Data records
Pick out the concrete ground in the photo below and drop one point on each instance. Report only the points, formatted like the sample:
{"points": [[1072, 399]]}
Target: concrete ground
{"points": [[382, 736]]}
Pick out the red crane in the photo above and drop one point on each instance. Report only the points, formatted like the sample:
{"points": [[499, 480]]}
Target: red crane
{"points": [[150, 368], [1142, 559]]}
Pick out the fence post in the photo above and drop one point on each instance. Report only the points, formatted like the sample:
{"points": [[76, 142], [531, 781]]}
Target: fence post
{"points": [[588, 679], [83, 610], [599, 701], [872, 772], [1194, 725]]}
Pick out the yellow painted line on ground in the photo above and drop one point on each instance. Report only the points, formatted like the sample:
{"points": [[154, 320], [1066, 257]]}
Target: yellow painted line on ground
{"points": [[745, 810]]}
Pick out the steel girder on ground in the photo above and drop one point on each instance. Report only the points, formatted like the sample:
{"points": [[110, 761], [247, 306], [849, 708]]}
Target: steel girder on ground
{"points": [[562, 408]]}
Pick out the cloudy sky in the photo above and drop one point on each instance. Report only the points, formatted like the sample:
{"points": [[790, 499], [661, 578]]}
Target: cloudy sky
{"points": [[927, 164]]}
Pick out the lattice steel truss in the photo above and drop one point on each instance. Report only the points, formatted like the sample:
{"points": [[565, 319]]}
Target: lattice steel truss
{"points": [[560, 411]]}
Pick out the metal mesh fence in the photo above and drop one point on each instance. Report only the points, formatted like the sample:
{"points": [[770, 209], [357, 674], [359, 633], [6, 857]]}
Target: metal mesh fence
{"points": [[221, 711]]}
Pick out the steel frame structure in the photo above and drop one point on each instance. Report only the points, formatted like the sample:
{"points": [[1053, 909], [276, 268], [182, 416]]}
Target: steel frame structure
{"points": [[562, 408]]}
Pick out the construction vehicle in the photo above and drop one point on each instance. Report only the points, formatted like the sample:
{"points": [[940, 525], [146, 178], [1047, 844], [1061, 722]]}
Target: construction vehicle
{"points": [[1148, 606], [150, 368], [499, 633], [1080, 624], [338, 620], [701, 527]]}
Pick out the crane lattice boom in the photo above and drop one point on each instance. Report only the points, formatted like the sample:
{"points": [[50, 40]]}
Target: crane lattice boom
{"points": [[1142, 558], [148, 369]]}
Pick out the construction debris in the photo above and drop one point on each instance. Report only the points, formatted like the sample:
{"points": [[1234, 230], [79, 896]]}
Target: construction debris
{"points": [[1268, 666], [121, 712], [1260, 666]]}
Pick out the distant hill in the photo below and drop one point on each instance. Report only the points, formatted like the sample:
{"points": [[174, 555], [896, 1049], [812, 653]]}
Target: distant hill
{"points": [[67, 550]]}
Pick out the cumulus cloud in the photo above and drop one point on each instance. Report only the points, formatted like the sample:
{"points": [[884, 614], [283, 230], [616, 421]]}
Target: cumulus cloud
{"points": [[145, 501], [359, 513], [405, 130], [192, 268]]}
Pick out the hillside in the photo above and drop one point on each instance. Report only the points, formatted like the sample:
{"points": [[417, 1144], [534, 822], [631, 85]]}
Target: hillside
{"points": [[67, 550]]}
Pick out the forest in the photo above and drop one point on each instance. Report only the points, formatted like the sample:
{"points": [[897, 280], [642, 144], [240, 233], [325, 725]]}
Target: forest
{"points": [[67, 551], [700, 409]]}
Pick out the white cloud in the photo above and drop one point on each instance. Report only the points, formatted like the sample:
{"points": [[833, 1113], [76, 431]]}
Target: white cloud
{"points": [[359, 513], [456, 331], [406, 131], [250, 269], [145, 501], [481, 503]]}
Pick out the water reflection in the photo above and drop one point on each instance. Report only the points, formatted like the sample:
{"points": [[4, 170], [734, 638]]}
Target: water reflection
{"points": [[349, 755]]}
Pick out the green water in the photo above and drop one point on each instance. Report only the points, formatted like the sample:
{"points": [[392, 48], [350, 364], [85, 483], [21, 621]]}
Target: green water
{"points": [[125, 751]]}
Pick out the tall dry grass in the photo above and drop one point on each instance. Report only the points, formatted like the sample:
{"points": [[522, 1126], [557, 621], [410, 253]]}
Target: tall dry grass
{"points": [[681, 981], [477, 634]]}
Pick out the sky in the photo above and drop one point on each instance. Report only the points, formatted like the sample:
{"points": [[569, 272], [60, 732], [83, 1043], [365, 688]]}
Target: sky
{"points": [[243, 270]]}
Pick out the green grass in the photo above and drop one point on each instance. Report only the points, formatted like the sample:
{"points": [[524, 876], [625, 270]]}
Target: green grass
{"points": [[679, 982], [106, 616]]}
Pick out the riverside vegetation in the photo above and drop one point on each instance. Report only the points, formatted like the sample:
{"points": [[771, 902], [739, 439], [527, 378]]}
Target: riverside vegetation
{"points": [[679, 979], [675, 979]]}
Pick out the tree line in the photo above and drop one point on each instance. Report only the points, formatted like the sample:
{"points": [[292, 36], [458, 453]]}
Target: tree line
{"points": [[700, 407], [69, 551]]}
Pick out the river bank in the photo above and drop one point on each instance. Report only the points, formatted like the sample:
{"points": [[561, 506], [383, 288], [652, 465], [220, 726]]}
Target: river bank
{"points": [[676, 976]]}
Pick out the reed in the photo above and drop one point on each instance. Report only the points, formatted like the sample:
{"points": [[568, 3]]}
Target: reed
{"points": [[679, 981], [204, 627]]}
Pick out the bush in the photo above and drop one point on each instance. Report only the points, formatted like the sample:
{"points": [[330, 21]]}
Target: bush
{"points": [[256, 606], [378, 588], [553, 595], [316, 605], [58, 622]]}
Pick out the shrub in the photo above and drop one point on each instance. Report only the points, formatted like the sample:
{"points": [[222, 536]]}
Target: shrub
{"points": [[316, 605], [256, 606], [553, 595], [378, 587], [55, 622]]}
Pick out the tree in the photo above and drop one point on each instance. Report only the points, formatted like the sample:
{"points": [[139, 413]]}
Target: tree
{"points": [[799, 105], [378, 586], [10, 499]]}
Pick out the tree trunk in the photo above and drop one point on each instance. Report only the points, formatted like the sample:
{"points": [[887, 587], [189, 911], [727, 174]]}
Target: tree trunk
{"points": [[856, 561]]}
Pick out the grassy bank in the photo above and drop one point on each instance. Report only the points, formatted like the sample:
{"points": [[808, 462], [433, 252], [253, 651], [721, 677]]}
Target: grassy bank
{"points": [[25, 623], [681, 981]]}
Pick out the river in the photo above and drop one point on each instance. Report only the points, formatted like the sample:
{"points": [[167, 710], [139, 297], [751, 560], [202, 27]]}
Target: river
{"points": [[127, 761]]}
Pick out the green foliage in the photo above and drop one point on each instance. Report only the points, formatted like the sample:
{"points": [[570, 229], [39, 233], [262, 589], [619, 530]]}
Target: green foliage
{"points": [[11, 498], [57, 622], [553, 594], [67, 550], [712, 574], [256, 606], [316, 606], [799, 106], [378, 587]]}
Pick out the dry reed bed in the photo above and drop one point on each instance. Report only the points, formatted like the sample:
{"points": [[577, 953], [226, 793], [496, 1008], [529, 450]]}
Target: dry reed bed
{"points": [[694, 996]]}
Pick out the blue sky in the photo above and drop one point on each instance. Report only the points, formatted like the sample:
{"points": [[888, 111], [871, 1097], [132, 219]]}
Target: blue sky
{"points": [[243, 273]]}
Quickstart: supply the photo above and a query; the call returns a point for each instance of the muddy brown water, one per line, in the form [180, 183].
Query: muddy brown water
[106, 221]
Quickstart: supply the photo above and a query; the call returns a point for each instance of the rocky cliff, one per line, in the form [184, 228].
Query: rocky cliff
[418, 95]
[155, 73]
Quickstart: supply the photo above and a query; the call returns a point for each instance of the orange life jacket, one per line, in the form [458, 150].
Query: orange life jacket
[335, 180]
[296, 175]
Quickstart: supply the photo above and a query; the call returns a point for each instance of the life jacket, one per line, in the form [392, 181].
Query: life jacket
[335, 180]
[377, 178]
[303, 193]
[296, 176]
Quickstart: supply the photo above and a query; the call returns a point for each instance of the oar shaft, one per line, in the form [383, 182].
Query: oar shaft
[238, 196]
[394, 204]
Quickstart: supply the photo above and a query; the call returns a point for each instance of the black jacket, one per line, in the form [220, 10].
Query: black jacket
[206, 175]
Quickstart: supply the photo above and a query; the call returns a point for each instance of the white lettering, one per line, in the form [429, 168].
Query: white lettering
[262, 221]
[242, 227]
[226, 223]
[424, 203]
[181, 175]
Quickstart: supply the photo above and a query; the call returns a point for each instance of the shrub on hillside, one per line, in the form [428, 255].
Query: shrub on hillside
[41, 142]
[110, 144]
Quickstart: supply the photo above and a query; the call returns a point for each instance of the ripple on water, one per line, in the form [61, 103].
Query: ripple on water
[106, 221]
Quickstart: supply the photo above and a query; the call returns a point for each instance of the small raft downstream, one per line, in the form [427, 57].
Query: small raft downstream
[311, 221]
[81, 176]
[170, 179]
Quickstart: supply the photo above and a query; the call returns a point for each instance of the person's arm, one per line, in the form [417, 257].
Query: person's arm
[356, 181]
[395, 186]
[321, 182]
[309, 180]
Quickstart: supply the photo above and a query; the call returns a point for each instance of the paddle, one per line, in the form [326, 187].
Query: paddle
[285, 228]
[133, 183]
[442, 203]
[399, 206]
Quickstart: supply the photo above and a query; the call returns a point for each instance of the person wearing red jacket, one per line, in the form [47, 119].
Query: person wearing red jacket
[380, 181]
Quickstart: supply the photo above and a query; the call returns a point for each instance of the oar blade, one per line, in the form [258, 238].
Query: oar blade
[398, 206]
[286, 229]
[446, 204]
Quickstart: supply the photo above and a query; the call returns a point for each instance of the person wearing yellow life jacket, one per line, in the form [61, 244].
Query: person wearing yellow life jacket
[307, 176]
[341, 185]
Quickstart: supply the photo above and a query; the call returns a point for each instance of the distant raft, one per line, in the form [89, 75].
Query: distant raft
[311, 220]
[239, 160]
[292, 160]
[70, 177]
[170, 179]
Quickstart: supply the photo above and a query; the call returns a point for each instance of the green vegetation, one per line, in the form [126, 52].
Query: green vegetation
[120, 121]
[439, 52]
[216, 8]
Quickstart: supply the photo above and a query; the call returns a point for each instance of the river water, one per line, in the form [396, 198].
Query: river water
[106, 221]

EXERCISE GOAL:
Print, from the entries above, the line with "Query: oar shaft", the line with "form [326, 187]." and all lines between them, exactly and with nothing else.

WRITTEN ANSWER:
Query: oar shaft
[238, 196]
[394, 204]
Quickstart: supply the photo above and a query; the call returns a point for each instance of the black jacket, one per line, in the form [220, 10].
Query: black jacket
[206, 175]
Quickstart: supply the photo above and a query; the call returns a point for each instance of the white lettering, one per line, in the form [429, 168].
Query: white lettering
[262, 221]
[242, 227]
[226, 223]
[424, 203]
[181, 175]
Quickstart: supply the photo above and a query; the call returns a point for each instance of the shrub on hillside, one per line, in the form [428, 255].
Query: shrub on hillside
[41, 142]
[110, 144]
Quickstart: supply the photo above and a query; the call returns a point for each instance of the ripple on water, one per line, in the form [61, 103].
Query: ripple on water
[106, 221]
Quickstart: supply the photo above and a query; the call returns a point for each instance of the small raft downstream, one per line, in the form [427, 57].
Query: small raft downstream
[311, 221]
[81, 176]
[170, 179]
Quickstart: supply the photo above and a query; the call returns a point for each instance of the person's arm, one per line, in the form [417, 257].
Query: person's arm
[356, 181]
[395, 186]
[321, 182]
[309, 180]
Quickstart: supply the photo above and a query; the call returns a point for each instance of the paddle, one per line, in the form [326, 187].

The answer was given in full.